Do this:
Keep only the lines of the material below that contain the string "xmin", and copy each of them out.

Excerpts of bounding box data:
§

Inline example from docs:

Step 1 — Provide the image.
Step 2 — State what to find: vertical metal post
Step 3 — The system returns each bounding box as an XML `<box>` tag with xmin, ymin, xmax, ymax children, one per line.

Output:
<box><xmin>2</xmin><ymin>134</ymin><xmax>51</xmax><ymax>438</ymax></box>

§

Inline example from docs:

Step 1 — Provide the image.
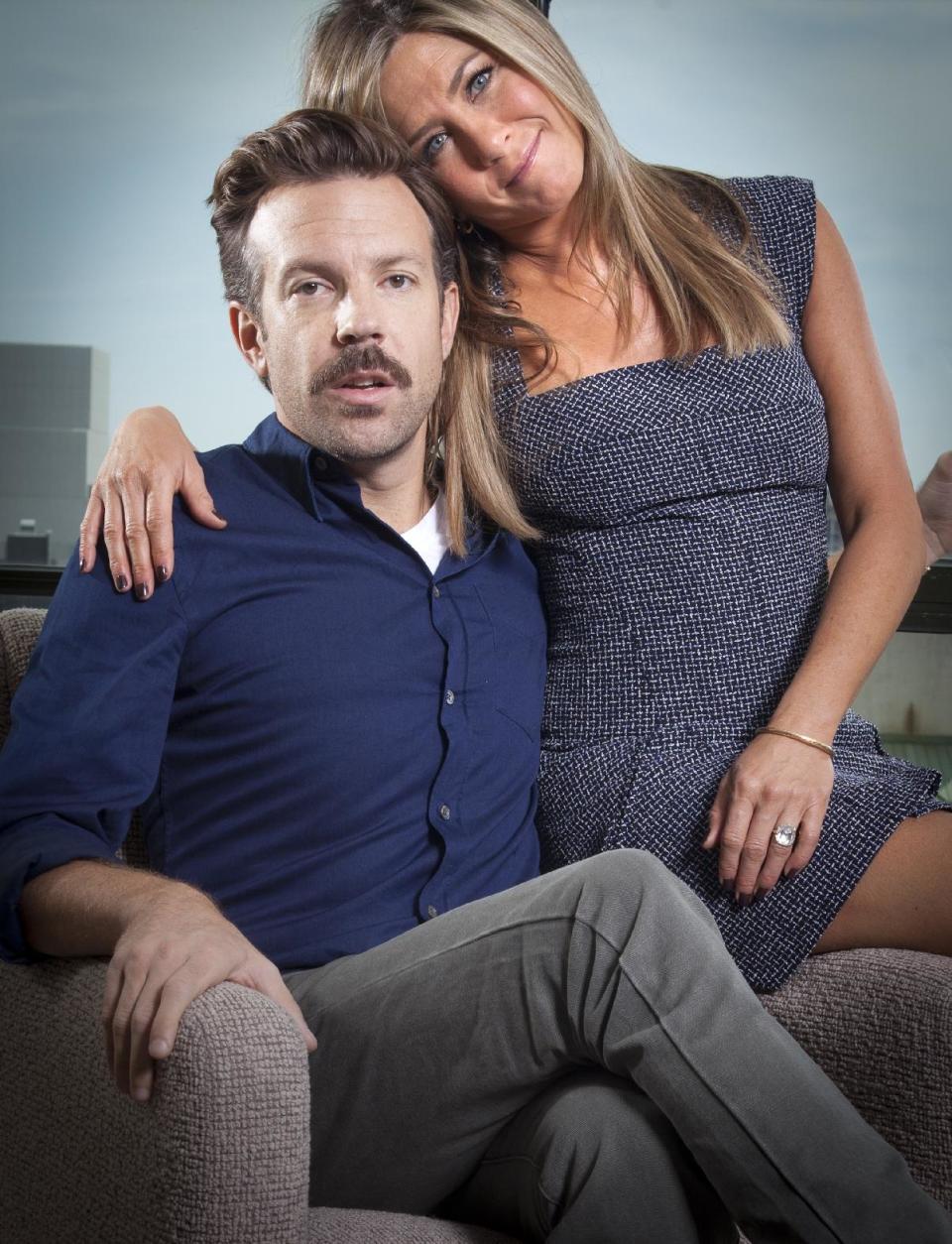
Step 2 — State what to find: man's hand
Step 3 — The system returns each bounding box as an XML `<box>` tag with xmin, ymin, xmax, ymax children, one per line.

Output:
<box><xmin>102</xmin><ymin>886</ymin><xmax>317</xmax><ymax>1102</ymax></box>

§

Task answer:
Step 3 — The system returns each bounding box as an XML `<box>` tag with xmin, ymin, xmax, ymax children, one per line.
<box><xmin>2</xmin><ymin>134</ymin><xmax>51</xmax><ymax>438</ymax></box>
Step 3 — The system returns each bounding box as an XML `<box>` tag with xmin, ymin, xmax, ymax children, one per line.
<box><xmin>102</xmin><ymin>886</ymin><xmax>317</xmax><ymax>1102</ymax></box>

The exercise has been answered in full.